*SHORT EXERCISE*
From the history of the Kottonmouth Kings below, write out word for word the passage starting with "On April 20, 2004, Kottonmouth" and going on through "#42 on the Billboard 200.".

The Kottonmouth Kings is an American hip hop group formed in Placentia, California in 1996 by D-Loc and Saint Dog. The group advocates for legalizing cannabis, and their lyrics frequently refer to smoking marijuana. The group plays hip hop, punk and rap rock songs that sometimes incorporate elements of other genres, including psychedelic rock, reggae, dubstep, bluegrass and jam band.

History

Royal Highness (1998–1999) 
On February 24, 1998, Kottonmouth Kings released their first overall album, and their first EP, Stoners Reeking Havoc.

On August 11, 1998, Kottonmouth Kings released their first national album, first studio album, and second overall album titled Royal Highness on Suburban Noize Records and Capitol Records. The album featured the original lineup of Daddy X, D-Loc, Saint Dog on vocals, and Lou Dog on drums and percussion, and DJ Bobby B.

On March 11, 1999, Kottonmouth Kings released their second EP, and third overall album, Stash Box. On October 26, 1999, Kottonmouth Kings released their first compilation album, Hidden Stash. This was also the last album to feature Saint Dog as a member of Kottonmouth Kings.

High Society (2000) 
Kottonmouth Kings began to gain mainstream success with the release of their third studio album, and their fifth overall album, High Society on June 27, 2000. This was the first album to feature "original" member Johnny Richter. The album charted at #65 on the Billboard 200.

Hidden Stash II: The Kream of the Krop (2001) 
On September 4, 2001 D-Loc released his first solo album and his first under the name DJ Shakey Bonez titled The Green Room.

Kottonmouth Kings toured with D12/Primer 55 and Bionic Jive during the fall of 2001 in support of their fourth studio album, and sixth overall album, Hidden Stash II: The Kream of the Krop which was released on October 9, 2001. The album charted at #100 on the Billboard 200.

Rollin' Stoned (2002–2003) 
On October 8, 2002, Kottonmouth Kings released their fourth studio album, and their seventh overall album titled Rollin' Stoned. The album charted at #51 on the Billboard 200.

In 2003 Kottonmouth Kings released their second compilation album, and their eighth overall release with the promo CD titled Green Is Gold.

On July 22, 2003 Tsunami Bros released their debut album titled King Harbor.

On August 12, 2003, Kottonmouth Kings released their third compilation album, their first live album and their ninth overall album titled Classic Hits Live.

Fire It Up (2004) 
On April 20, 2004, Kottonmouth Kings released their fifth studio album, and their tenth overall release titled Fire It Up. The album charted at #42 on the Billboard 200.

On August 24, 2004, Daddy X released Organic Soul, his first solo album, and Kingspade released their debut album titled Kingspade.

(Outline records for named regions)
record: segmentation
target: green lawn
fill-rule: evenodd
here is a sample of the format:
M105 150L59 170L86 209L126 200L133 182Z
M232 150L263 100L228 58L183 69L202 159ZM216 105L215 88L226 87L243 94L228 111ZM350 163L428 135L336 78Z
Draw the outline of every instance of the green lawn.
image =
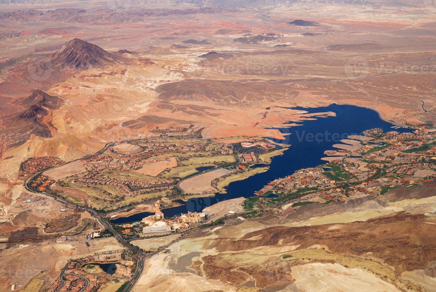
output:
M397 186L382 186L382 189L380 190L380 195L384 195L389 190L398 187Z
M300 195L303 194L303 193L306 193L312 191L315 191L317 189L317 188L305 188L304 189L300 189L295 192L288 194L286 196L280 197L279 198L273 198L272 199L268 199L266 201L266 204L269 206L274 205L274 204L281 201L286 202L286 201L289 201L293 199L299 197L300 196Z
M253 197L244 201L244 206L245 207L245 210L249 211L252 210L253 207L254 207L254 204L259 199L259 197Z
M369 154L370 153L372 153L373 152L375 152L376 151L379 151L379 150L381 150L382 149L384 149L385 148L386 148L387 147L388 147L389 146L391 146L391 145L392 145L392 144L391 144L390 143L386 143L386 144L385 144L384 146L377 146L377 147L374 147L374 148L372 148L368 150L368 151L366 151L366 152L362 152L361 154L362 154L362 155L365 155L366 154Z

*WORKED SOLUTION*
On April 20, 2004, Kottonmouth Kings released their fifth studio album, and their tenth overall release titled Fire It Up. The album charted at #42 on the Billboard 200.